Say whether each statement agrees with the blog post on a fourth year of running. Answer yes or no for each, and quote the words from the post that decide it. (a) The writer went a full year without any debilitating injuries. (b) The writer had already finished several full marathons before starting the fourth year. (c) The marathon training schedule lasted six months.

→ Passage to read
>> Start

A Fourth Year of Running: The Victory Lap that Wasn't
After completing my first marathon, I found myself caught in the grip of a kind of running ennui that has sapped my enthusiasm.
By Ryan McGreal
Posted November 01, 2017 in Blog (Last Updated November 06, 2017)
Contents
1 | Reaching a Milestone | ||
2 | Unexpected Ennui | ||
3 | Road2Hope Half Marathon | ||
4 | Some More Good News | ||
5 | A Theory of Fitness | ||
6 | Breaking the Injury Cycle | ||
7 | Summary |
1 Reaching a Milestone ↑
Arriving at one goal is the starting point to another.
-- John Dewey
Except when it's not.
I began my fourth year of running feeling self-congratulatory (never a good sign). I had gone through an entire year without any debilitating injuries, and it felt like I finally understood my body well enough to train effectively within its operational tolerances. I was going from strength to strength and had embarked on an ambitious four-month training schedule to complete my first full marathon. I even managed to course-correct and ride out an incipient overtraining rut, but that turned out to be a warning sign of things to come.

>> End

→ Source data
>> Start

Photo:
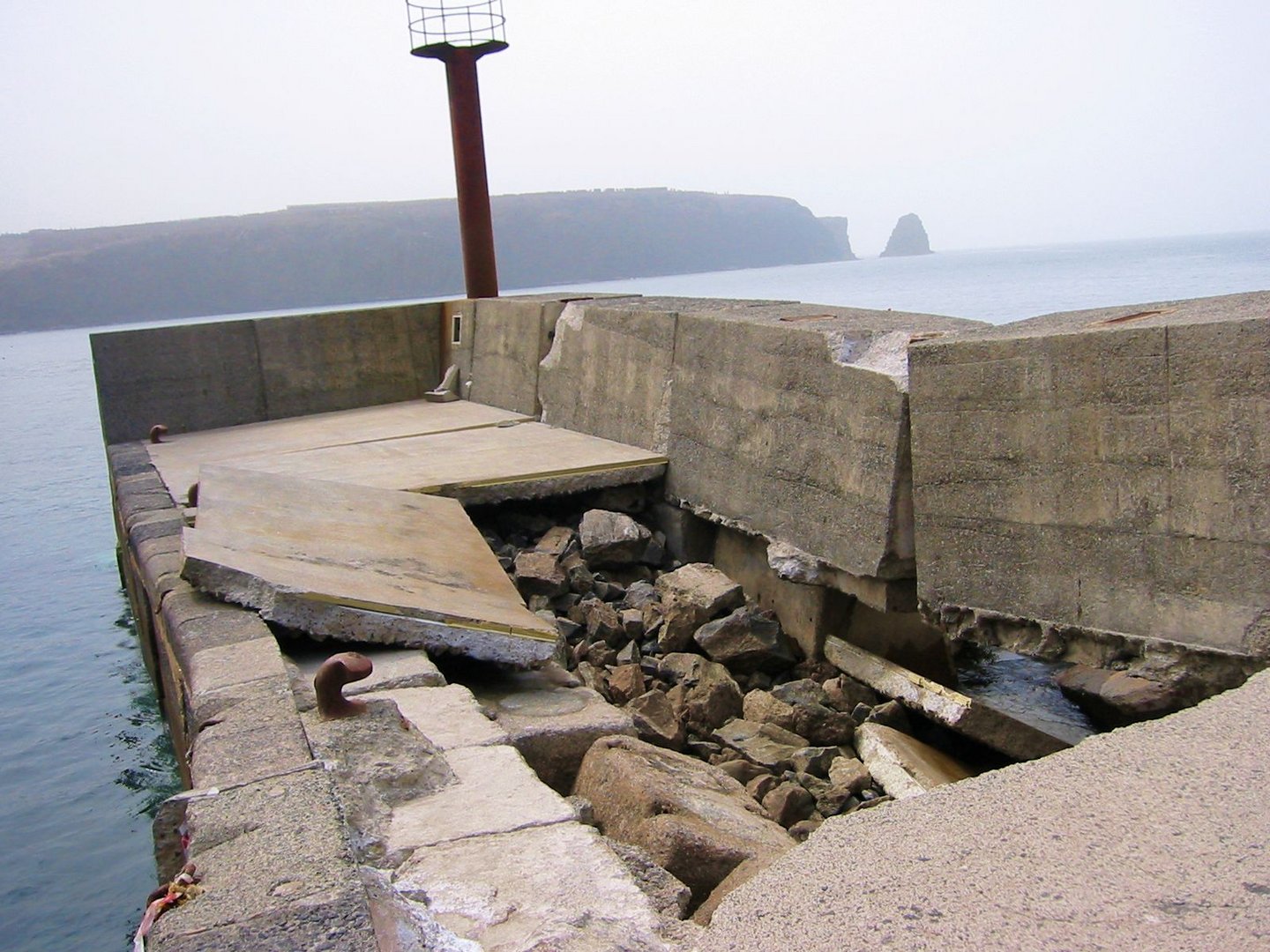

>> End

→ Full answer
(a) Yes: "I had gone through an entire year without any debilitating injuries"
(b) No: "an ambitious four-month training schedule to complete my first full marathon"
(c) No: "an ambitious four-month training schedule"